وَوُضِعَ الْكِتَابُ فَتَرَى الْمُجْرِمِينَ مُشْفِقِينَ مِمَّا فِيهِ وَيَقُولُونَ يَا وَيْلَتَنَا مَالِ هَٰذَا الْكِتَابِ لَا يُغَادِرُ صَغِيرَةً وَلَا كَبِيرَةً إِلَّا أَحْصَاهَا ۚ وَوَجَدُوا مَا عَمِلُوا حَاضِرًا ۗ وَلَا يَظْلِمُ رَبُّكَ أَحَدًا

Dan diletakkanlah kitab, lalu kamu akan melihat orang-orang yang bersalah ketakutan terhadap apa yang (tertulis) di dalamnya, dan mereka berkata:”Aduhai celaka kami, kitab apakah ini yang tidak meninggalkan yang kecil dan tidak (pula) yang besar, melainkan ia mencatat semuanya; dan mereka dapati apa yang telah mereka kerjakan ada (tertulis). Dan Rabbmu tidak menganiaya seorang juapun”. [Al-Kahfi/18:49]

Oleh karena itu orang yang menggunakan dan memanfaatkan hartanya sesuai petunjuk Allâh Azza wa Jalla dan Rasul-Nya Shallallahu ‘alaihi wa sallam, maka balasan sempurna ia dapatkan di hari kiamat, seperti dijelaskan dalam firman Allâh Azza wa Jalla,

وَمَا تُنْفِقُوا مِنْ خَيْرٍ فَلِأَنْفُسِكُمْ ۚ وَمَا تُنْفِقُونَ إِلَّا ابْتِغَاءَ وَجْهِ اللَّهِ ۚ وَمَا تُنْفِقُوا مِنْ خَيْرٍ يُوَفَّ إِلَيْكُمْ وَأَنْتُمْ لَا تُظْلَمُونَ

Dan apa saja harta yang baik yang kamu nafkahkan (di jalan Allâh), maka pahalanya itu untuk kamu sendiri. Dan janganlah kamu membelanjakan sesuatu melainkan karena mencari keridhaan Allâh. Dan apa saja harta yang baik yang kamu nafkahkan, niscaya kamu akan diberi pahalanya dengan cukup sedang kamu sedikitpun tidak akan dianiaya. [Al-Baqarah/2:272].

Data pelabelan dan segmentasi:
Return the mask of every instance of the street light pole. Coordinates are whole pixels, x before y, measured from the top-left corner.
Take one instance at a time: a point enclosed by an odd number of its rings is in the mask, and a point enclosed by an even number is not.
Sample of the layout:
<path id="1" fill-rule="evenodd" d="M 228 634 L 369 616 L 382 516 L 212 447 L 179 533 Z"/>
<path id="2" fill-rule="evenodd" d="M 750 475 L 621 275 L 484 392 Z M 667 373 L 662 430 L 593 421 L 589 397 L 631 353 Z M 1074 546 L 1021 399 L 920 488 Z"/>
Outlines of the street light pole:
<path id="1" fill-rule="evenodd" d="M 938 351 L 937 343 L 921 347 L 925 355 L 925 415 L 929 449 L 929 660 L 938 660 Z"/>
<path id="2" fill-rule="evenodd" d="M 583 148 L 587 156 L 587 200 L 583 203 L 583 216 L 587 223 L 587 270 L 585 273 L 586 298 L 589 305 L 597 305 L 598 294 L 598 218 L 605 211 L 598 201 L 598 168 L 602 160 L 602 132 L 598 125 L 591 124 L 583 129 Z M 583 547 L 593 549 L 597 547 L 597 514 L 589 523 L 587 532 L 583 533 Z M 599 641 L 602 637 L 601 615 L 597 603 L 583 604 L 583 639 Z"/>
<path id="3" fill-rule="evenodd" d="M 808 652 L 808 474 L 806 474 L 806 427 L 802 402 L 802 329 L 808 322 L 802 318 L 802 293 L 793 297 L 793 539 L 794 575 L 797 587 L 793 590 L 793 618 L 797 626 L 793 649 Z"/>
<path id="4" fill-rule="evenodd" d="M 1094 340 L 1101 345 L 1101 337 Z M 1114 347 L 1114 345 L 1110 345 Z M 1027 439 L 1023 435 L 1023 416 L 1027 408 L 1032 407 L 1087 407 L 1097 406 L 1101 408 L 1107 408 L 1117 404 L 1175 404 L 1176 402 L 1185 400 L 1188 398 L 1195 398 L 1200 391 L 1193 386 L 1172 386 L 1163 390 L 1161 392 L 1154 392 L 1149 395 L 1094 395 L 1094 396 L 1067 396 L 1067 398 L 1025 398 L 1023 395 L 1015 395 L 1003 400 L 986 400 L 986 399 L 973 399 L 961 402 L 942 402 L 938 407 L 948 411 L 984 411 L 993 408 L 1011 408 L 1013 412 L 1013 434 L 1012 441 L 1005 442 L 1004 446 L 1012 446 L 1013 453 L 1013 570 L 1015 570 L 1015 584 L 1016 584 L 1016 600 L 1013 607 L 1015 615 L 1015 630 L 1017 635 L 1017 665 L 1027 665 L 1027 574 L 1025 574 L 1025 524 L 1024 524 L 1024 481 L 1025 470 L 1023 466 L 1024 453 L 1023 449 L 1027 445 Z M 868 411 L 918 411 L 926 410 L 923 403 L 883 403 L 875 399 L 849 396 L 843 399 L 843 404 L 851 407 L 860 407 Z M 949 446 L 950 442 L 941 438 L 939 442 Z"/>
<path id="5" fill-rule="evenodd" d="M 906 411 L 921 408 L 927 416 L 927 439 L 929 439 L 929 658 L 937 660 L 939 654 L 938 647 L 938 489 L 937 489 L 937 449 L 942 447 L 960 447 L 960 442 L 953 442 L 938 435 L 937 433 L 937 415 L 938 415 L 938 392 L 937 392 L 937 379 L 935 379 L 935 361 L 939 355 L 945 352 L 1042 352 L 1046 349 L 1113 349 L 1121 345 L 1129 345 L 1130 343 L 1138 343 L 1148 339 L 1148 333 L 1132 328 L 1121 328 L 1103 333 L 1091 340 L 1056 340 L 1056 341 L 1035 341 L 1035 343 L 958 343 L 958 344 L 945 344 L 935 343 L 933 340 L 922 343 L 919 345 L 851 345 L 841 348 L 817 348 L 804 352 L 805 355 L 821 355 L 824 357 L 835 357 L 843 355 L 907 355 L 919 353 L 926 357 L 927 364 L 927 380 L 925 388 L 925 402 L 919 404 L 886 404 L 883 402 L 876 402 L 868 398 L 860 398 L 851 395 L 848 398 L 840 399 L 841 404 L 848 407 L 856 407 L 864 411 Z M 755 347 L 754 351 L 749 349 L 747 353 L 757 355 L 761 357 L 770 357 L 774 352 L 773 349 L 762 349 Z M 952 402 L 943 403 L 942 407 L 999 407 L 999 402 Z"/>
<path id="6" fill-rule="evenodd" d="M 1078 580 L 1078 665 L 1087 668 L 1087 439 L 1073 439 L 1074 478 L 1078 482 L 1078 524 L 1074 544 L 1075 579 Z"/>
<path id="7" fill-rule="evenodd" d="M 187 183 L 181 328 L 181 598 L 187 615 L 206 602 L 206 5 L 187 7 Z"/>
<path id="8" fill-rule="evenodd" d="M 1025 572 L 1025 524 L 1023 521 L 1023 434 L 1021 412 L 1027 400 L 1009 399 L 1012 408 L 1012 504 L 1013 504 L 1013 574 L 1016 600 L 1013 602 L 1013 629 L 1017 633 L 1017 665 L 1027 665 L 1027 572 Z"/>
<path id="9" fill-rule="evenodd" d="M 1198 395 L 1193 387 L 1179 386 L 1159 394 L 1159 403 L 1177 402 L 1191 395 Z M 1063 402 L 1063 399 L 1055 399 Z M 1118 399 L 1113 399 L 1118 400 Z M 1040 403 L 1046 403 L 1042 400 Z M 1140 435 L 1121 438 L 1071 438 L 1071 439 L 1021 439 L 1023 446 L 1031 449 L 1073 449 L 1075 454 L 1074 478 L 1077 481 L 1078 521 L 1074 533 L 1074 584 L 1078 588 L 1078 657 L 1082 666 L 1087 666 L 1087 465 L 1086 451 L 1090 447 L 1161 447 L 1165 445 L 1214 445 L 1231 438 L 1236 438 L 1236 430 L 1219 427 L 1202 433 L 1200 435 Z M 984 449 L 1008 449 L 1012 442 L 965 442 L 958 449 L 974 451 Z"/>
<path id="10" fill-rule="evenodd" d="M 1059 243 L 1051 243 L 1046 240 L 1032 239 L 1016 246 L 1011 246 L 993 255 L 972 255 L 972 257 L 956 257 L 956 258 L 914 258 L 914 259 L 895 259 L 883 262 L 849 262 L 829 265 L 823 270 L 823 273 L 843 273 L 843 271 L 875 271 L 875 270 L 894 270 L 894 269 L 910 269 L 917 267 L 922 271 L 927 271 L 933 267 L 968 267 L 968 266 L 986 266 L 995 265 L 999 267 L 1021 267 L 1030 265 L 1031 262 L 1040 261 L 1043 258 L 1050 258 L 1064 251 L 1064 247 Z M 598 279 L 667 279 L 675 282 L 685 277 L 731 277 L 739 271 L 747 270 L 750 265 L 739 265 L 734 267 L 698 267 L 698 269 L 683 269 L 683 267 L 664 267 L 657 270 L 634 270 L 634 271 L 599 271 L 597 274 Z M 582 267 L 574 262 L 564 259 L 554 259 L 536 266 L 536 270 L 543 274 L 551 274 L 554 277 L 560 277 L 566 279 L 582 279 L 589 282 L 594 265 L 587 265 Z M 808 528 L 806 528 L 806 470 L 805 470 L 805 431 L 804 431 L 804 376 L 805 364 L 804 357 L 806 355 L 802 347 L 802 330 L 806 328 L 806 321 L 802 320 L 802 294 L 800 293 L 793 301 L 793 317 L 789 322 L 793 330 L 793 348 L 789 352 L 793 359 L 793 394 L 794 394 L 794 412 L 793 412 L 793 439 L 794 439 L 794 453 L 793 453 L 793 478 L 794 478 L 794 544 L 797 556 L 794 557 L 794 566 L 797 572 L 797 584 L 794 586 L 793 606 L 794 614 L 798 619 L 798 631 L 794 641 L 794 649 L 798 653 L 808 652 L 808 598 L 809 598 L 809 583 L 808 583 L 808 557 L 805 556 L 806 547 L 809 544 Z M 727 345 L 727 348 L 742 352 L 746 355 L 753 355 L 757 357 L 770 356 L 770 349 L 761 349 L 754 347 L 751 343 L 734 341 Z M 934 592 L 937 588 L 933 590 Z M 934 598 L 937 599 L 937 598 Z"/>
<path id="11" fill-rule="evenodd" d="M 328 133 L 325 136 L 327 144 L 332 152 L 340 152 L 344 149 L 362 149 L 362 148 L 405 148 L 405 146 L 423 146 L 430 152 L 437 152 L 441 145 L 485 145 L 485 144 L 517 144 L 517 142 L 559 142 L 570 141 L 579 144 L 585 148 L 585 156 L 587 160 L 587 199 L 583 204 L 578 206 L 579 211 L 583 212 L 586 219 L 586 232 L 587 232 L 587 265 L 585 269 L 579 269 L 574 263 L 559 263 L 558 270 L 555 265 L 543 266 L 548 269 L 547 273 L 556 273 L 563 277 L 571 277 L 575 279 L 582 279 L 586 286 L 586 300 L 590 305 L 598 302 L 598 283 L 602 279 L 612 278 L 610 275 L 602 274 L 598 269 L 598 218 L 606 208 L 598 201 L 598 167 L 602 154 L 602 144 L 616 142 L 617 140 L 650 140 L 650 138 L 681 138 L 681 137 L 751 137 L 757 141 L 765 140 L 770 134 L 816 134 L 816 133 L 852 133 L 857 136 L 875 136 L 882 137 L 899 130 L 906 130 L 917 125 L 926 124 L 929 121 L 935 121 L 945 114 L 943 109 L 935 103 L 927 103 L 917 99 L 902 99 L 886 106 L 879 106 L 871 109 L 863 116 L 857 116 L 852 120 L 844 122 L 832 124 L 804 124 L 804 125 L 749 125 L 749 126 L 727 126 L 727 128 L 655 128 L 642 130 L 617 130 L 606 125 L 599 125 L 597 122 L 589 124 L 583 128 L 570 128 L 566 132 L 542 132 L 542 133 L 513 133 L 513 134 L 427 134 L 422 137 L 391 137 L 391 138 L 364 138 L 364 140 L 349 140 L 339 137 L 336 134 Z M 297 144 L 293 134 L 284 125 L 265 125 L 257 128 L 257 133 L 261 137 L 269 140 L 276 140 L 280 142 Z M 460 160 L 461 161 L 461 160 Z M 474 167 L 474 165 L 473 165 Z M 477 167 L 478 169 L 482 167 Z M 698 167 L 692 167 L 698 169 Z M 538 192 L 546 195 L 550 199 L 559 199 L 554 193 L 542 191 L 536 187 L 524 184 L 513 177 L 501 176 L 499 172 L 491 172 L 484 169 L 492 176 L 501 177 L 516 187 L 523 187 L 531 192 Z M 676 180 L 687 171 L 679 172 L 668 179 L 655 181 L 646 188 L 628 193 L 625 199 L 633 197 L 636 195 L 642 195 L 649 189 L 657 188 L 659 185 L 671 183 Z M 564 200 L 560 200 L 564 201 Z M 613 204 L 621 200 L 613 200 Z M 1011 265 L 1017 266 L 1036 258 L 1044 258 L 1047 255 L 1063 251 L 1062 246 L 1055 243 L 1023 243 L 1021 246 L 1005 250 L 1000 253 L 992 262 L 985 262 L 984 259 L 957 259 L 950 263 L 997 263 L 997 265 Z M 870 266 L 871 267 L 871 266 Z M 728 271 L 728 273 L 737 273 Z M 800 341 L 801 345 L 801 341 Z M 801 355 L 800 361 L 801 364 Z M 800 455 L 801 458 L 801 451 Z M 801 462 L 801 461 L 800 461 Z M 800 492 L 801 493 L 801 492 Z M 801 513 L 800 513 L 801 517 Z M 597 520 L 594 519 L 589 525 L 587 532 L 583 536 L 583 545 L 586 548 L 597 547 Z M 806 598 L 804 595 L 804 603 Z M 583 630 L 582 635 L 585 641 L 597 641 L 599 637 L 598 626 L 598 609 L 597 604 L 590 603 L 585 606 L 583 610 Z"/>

### SOAL LATIHAN A
Sebutkan semua kata atau frasa yang diapit tanda kurung biasa dalam terjemahan berbahasa Indonesia pada teks kutipan. Urutkan sesuai kemunculannya dan sertakan juga yang muncul berulang.
### SOAL LATIHAN B
Menurut teks kutipan, apa yang didapatkan pada hari kiamat oleh orang yang menggunakan dan memanfaatkan hartanya sesuai petunjuk Allâh dan Rasul-Nya?
### SOAL LATIHAN C
Kutiplah bagian teks kutipan yang dibuka dengan kata-kata yang memuat "وَمَا تُنْفِقُوا مِنْ خَيْرٍ فَلِأَنْفُسِكُمْ" dan ditutup dengan "akan dianiaya. [Al-Baqarah/2:272].".

### PENYELESAIAN SOAL A
(tertulis), (pula), (tertulis), (di jalan Allâh)

### PENYELESAIAN SOAL B
Orang itu mendapatkan balasan sempurna pada hari kiamat.

### PENYELESAIAN SOAL C
وَمَا تُنْفِقُوا مِنْ خَيْرٍ فَلِأَنْفُسِكُمْ ۚ وَمَا تُنْفِقُونَ إِلَّا ابْتِغَاءَ وَجْهِ اللَّهِ ۚ وَمَا تُنْفِقُوا مِنْ خَيْرٍ يُوَفَّ إِلَيْكُمْ وَأَنْتُمْ لَا تُظْلَمُونَ

Dan apa saja harta yang baik yang kamu nafkahkan (di jalan Allâh), maka pahalanya itu untuk kamu sendiri. Dan janganlah kamu membelanjakan sesuatu melainkan karena mencari keridhaan Allâh. Dan apa saja harta yang baik yang kamu nafkahkan, niscaya kamu akan diberi pahalanya dengan cukup sedang kamu sedikitpun tidak akan dianiaya. [Al-Baqarah/2:272].